##### THE DATA

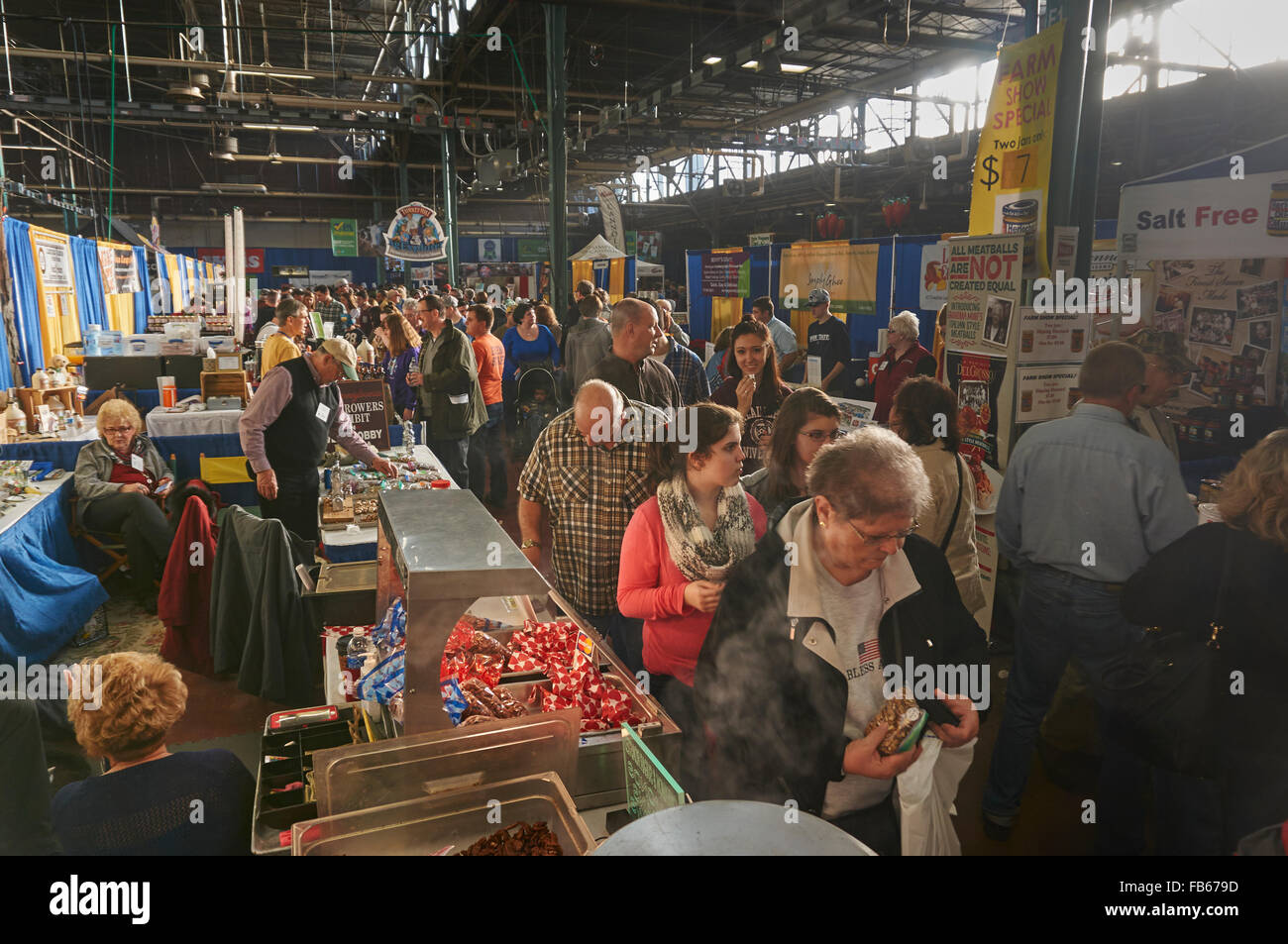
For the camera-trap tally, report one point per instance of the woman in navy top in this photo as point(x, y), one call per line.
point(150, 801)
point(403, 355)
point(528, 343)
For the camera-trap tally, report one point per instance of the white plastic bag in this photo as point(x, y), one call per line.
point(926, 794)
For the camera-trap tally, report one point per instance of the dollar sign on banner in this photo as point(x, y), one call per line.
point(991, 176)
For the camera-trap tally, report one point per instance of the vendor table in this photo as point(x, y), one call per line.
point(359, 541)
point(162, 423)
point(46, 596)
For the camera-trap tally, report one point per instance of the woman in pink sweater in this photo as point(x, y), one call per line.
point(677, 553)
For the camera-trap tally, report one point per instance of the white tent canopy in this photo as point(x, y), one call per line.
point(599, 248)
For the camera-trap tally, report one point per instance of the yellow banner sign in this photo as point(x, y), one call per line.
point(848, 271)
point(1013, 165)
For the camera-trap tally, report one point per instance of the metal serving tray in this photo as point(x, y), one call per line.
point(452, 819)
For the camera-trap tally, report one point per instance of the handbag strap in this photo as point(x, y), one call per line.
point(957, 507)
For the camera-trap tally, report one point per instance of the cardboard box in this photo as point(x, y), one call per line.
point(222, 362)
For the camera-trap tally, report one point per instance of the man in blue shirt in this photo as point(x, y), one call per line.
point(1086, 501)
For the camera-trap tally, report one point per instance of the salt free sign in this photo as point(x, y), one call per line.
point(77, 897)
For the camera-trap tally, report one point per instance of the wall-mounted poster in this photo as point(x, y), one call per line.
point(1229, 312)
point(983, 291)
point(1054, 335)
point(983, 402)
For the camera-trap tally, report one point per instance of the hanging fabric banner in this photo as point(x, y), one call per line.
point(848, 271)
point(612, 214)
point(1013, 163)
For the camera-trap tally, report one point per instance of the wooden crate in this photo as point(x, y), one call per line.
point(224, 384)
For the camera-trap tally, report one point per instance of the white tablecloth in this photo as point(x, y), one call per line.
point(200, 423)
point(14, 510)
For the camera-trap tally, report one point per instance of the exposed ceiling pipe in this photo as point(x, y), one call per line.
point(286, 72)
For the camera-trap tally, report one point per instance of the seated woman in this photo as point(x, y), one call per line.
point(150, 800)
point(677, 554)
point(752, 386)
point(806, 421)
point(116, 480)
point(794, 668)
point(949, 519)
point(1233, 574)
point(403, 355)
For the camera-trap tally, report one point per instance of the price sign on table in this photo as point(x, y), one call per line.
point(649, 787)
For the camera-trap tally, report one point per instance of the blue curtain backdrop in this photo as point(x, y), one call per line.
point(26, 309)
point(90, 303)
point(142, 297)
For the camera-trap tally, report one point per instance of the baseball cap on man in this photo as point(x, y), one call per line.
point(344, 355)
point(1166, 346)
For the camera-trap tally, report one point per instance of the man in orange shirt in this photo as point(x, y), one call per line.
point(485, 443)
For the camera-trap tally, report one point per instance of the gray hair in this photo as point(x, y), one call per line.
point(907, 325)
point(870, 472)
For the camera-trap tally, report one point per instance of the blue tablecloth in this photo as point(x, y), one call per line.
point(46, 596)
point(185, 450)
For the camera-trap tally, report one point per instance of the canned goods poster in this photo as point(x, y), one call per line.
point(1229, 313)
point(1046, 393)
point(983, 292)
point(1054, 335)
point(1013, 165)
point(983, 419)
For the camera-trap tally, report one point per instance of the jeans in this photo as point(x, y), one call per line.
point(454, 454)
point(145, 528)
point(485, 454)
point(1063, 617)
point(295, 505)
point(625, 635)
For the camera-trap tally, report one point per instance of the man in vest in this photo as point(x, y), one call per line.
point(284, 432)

##########

WHAT TO WORK ON :: This exercise needs every entry retyped exactly, with the pictures removed.

SOLUTION TO THE PROBLEM ::
For the camera-trap tally, report one point per instance of the woman in navy top in this photo as point(x, y), one call per line.
point(150, 801)
point(403, 355)
point(528, 343)
For the camera-trap tally, report one point per instance of the white plastic bag in this photo as point(x, y), one call per line.
point(926, 794)
For the camera-trap tally, report one point per instance of the dollar sign on banner in this photo as point(x, y), one call per line.
point(991, 176)
For the camera-trap tally, report one point per instance of the vendor table in this photo as point(x, y), one call per line.
point(359, 541)
point(162, 423)
point(46, 596)
For the camera-trap tally, report one point per instance of the woman in pink sweater in this photo as point(x, y), one call per line.
point(677, 553)
For the camera-trap tally, report one point per instance of the white tent canopy in this photo as point(x, y), one call per line.
point(599, 248)
For the camera-trap tally, report one point per instance of the yellow banner sign in this photo as point(x, y), one call per line.
point(848, 271)
point(1013, 165)
For the camera-trap tally, report one point per instance of the metal serving tray in this photo as point(x, y), one call per line.
point(452, 819)
For the camera-trap tally, report one point per instance of the handbag strap in this photo as point(x, y), one call per line.
point(957, 507)
For the camera-trap tally, report one point per instance of the cardboard box in this photo as point(x, y), one call per line.
point(222, 362)
For the camera-trap tally, report one point per instance of the man in blue shirt in this photo as point(x, y), one call per line.
point(1086, 501)
For the camera-trap tally, report one point per instance of the salt free sign in this photo as point(x, y), one call per line.
point(77, 897)
For the camera-trap tally, report one point per instance of the wall-mounted poster in this photo as point(x, y), one call per line.
point(1229, 312)
point(983, 291)
point(1054, 335)
point(983, 402)
For the camera-trap tally, report one point per instance of the hanging fabric banner in this photo as point(x, y), one call per line.
point(848, 271)
point(612, 214)
point(1013, 163)
For the camera-trap tally, report one point per instance of the wooden crate in this photo as point(x, y), one call per line.
point(224, 384)
For the camera-trap tally, report one point per instance of the white tablecloth in this photo as point(x, y), one call per line.
point(200, 423)
point(14, 510)
For the camera-trap tally, report one point per instance of the exposed ceiling pipe in this photo as point(x, y), one call per line.
point(286, 72)
For the camera-trap tally, report one point per instance of the seated woman in this photo as point(x, y), one call per line.
point(150, 800)
point(677, 554)
point(752, 386)
point(806, 421)
point(116, 480)
point(794, 668)
point(949, 519)
point(1233, 574)
point(403, 355)
For the camera-trap tally, report one point per instance of the price sign on table in this photo as point(x, y), one call per line.
point(649, 787)
For the camera-trap tally, report one point per instance of the blue curtain backdrop in this photo as point(x, y), one call per line.
point(26, 309)
point(90, 303)
point(142, 297)
For the camera-trap tally, report one point per instance of the baseball cap on man in this photo as point(x, y), one call per line.
point(344, 355)
point(1166, 346)
For the camera-trap tally, report one point per instance of the man in orange shirt in this photo as point(x, y), one call per line.
point(485, 443)
For the camera-trap tally, report one point per instance of the gray hair in this photo as point(x, y), one call per line.
point(907, 325)
point(870, 472)
For the camera-trap tally, report one point per instance of the blue tablecloth in this photo as point(x, y), one call per line.
point(46, 596)
point(185, 450)
For the camera-trap tally, report one point per instance of the canned goods poster in this photo as point(x, y), one call per line.
point(1229, 313)
point(1046, 393)
point(983, 292)
point(1054, 335)
point(1013, 165)
point(983, 419)
For the camera-trap tally, report one point per instance of the jeans in this photo as point(x, y), one call per line.
point(454, 454)
point(145, 528)
point(485, 454)
point(1063, 617)
point(295, 505)
point(625, 635)
For the camera-trap tally, report one point per instance of the man in vest in this photo as point(x, y), one call per line.
point(284, 432)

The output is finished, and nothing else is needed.